>> START Data records

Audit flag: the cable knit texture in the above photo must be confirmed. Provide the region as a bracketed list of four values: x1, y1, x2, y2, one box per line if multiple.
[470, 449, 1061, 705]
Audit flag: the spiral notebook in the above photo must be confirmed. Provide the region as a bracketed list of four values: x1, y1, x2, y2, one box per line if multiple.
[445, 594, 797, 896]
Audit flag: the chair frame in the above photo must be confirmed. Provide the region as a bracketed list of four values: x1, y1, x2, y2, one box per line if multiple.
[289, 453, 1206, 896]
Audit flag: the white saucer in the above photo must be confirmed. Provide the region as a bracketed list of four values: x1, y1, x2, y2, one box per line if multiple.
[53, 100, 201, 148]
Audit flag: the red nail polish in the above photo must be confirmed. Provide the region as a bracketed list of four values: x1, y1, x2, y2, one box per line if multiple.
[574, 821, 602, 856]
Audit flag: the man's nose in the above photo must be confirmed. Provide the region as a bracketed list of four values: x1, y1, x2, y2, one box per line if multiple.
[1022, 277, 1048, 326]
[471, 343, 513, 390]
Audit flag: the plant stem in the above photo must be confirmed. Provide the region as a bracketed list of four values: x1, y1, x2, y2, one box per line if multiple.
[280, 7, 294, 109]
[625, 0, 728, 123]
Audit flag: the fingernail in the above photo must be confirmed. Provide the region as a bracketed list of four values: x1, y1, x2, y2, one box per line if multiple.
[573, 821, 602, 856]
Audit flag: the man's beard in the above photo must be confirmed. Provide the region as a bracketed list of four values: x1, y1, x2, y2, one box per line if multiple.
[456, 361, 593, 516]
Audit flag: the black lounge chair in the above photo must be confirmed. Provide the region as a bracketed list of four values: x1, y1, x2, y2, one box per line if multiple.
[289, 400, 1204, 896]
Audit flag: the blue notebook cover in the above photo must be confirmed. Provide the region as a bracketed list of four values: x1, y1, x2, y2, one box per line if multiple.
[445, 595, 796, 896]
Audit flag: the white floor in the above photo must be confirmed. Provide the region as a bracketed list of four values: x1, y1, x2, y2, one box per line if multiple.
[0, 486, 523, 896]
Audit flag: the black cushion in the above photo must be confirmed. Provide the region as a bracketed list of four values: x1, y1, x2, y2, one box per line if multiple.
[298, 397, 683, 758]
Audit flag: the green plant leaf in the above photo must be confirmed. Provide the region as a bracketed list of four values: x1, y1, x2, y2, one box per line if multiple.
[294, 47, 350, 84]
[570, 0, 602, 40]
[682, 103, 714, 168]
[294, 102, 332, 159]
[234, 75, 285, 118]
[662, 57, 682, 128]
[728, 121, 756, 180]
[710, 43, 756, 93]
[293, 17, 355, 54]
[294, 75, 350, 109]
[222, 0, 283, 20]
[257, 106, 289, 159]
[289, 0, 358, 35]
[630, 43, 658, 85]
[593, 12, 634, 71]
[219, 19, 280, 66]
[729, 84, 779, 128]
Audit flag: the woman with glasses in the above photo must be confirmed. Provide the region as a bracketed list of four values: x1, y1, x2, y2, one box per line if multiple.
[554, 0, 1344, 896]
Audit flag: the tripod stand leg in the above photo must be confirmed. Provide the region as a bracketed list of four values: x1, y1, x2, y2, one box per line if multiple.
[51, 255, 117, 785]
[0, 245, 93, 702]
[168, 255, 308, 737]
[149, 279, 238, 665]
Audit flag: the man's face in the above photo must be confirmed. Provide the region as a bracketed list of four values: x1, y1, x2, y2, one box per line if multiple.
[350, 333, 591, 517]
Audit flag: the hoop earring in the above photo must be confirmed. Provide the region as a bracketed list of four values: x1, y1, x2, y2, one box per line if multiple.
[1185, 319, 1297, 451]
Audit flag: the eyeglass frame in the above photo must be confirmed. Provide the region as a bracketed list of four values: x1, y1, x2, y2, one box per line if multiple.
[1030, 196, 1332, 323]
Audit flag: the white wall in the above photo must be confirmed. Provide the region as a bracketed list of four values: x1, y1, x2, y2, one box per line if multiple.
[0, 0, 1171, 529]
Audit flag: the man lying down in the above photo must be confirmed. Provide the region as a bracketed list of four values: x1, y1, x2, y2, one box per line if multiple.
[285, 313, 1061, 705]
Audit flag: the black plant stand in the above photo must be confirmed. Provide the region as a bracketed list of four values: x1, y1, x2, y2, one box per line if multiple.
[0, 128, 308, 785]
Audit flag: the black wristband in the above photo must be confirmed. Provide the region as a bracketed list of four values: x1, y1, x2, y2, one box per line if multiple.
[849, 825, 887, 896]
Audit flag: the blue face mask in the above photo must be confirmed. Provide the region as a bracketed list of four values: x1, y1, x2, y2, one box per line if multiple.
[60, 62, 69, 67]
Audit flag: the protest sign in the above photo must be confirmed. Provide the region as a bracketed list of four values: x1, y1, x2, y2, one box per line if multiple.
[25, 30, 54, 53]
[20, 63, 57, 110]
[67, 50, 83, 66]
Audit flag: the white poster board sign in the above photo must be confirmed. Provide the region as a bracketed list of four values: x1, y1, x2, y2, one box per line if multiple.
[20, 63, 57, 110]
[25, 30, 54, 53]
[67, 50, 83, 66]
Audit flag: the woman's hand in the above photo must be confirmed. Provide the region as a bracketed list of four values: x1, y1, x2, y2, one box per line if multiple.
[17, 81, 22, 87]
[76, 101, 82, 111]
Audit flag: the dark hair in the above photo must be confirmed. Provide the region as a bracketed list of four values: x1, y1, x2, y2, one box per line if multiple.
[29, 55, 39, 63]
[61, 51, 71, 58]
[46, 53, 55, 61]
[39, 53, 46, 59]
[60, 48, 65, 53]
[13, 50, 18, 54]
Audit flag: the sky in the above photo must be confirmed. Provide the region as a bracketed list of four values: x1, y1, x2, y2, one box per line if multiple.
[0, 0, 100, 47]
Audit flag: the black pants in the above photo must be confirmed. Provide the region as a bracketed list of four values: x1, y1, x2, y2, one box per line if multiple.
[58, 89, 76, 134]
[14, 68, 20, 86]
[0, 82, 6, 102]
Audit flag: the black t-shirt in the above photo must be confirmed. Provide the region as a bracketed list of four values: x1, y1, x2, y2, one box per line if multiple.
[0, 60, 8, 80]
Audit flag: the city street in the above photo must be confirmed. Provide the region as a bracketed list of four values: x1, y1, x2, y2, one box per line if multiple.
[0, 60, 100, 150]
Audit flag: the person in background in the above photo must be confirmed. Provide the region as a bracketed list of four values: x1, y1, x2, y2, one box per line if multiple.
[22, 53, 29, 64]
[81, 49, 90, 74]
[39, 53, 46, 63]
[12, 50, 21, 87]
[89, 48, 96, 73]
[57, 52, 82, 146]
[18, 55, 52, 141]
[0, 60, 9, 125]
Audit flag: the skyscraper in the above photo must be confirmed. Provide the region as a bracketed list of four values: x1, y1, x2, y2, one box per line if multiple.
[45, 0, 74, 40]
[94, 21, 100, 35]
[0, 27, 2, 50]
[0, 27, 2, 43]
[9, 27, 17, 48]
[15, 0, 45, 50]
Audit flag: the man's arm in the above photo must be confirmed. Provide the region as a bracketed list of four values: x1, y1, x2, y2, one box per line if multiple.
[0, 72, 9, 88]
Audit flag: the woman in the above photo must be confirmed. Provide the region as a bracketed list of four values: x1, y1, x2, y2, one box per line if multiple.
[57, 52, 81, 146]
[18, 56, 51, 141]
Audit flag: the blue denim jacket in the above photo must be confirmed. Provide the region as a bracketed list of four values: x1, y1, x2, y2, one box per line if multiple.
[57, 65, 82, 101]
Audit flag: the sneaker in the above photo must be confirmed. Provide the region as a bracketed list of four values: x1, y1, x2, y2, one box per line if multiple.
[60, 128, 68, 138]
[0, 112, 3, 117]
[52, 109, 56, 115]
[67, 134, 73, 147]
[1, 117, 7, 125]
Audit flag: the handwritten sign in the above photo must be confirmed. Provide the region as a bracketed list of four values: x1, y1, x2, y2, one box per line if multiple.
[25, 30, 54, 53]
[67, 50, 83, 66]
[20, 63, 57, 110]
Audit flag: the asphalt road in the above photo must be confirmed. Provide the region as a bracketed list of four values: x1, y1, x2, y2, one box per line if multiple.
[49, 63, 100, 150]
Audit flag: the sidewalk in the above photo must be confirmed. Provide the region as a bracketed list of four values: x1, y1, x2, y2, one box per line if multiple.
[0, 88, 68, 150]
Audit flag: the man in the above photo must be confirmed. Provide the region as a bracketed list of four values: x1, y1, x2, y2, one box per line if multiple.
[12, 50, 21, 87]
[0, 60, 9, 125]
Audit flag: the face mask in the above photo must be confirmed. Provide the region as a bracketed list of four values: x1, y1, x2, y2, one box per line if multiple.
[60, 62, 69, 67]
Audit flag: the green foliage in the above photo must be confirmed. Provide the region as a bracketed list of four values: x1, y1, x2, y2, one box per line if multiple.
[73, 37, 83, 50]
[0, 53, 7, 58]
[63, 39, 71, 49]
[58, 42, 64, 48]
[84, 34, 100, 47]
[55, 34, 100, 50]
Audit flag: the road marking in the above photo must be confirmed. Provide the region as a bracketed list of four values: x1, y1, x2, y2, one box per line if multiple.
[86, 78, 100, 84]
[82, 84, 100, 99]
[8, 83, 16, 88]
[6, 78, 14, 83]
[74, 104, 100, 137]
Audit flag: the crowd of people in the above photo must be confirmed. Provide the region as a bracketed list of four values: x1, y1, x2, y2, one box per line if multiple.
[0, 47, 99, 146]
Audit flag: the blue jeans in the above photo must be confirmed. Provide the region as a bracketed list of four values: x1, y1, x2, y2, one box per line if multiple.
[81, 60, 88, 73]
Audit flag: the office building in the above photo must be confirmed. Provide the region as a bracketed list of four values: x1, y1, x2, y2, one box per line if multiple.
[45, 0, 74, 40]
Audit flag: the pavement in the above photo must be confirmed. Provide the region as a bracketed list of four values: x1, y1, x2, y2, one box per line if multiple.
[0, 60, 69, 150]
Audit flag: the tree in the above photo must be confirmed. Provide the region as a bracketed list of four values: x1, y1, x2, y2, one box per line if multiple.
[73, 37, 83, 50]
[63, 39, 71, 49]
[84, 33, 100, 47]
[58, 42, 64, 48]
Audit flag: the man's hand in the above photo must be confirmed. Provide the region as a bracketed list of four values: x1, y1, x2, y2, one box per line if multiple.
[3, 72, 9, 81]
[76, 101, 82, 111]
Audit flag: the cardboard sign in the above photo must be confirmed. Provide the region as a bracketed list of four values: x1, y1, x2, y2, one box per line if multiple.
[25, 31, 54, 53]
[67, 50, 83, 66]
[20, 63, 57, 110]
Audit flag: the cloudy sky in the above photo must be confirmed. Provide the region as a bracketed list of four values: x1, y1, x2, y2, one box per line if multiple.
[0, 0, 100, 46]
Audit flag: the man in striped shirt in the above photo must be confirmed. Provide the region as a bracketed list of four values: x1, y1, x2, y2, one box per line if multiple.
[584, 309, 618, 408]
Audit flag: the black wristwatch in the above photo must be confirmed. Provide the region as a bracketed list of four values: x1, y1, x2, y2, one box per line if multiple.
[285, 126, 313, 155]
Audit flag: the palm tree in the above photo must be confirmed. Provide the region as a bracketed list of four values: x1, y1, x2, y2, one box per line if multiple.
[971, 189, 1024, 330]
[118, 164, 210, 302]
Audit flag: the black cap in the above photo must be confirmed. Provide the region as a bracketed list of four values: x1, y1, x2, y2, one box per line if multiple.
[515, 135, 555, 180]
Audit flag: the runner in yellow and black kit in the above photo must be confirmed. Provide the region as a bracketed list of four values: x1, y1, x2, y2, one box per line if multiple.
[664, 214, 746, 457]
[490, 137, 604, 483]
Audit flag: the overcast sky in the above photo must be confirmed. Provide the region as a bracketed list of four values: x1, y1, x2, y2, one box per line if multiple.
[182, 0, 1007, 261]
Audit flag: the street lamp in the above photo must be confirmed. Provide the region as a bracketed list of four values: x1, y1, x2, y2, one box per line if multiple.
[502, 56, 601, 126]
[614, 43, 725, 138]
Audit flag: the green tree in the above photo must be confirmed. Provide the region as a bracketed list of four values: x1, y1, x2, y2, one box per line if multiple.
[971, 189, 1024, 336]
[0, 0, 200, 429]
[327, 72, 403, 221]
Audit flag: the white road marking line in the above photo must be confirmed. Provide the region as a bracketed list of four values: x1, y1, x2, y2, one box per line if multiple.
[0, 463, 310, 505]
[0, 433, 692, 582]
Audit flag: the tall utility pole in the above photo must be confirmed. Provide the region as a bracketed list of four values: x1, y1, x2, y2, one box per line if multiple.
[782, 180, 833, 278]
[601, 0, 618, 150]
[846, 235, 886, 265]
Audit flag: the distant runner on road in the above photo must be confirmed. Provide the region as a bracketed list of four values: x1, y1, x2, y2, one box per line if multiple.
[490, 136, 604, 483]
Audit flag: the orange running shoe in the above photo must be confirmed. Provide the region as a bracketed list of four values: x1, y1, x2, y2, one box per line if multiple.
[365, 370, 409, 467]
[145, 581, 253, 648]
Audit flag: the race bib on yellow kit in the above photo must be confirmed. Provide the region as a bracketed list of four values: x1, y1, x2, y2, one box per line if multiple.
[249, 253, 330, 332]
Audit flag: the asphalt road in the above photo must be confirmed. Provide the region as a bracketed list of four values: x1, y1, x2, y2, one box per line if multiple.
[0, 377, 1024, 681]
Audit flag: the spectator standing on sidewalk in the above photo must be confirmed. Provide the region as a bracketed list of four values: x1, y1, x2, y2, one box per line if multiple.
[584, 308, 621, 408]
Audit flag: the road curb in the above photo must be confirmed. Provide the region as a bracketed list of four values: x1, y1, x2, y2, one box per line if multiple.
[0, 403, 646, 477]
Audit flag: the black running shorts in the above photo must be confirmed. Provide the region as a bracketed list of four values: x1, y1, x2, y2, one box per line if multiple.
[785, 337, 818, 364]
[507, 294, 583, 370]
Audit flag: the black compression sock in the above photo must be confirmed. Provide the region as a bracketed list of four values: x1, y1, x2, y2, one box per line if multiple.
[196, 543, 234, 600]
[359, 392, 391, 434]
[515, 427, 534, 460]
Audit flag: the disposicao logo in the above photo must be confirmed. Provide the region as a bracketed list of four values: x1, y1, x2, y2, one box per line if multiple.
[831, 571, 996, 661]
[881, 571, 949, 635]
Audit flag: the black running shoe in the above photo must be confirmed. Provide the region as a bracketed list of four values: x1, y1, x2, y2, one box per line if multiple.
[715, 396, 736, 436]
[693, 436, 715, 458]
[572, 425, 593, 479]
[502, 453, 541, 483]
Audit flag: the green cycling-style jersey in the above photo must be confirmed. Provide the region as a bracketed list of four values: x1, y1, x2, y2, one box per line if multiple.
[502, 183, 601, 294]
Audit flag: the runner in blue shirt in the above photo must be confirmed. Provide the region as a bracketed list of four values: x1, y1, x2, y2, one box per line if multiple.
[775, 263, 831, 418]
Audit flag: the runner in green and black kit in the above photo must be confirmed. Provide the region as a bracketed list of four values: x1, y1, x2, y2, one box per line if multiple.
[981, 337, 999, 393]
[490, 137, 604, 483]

>> END Data records

What the task requires: Recast the lines of the material above, from the one containing "Audit flag: the man's nose" through the one containing "[573, 821, 602, 856]", both included, as a JSON list of strings with one string per line and blank lines left out.

Complete response:
[
  "Audit flag: the man's nose in the above photo must be confirmed. Provide the region as a bracketed list of four values: x1, y1, x2, y2, one box per line if multiple.",
  "[1022, 277, 1048, 326]",
  "[471, 343, 513, 390]",
  "Audit flag: the plant stem in the above photo must be confirmed. Provide the region as a bracketed list of four values: x1, y1, x2, y2, one box per line if multiple.",
  "[280, 7, 294, 109]",
  "[625, 0, 728, 123]",
  "Audit flag: the fingernail in the above photo must be confirmed. Provide the region as a bracketed list of four values: x1, y1, x2, y2, one box per line if multiple.",
  "[573, 821, 602, 856]"
]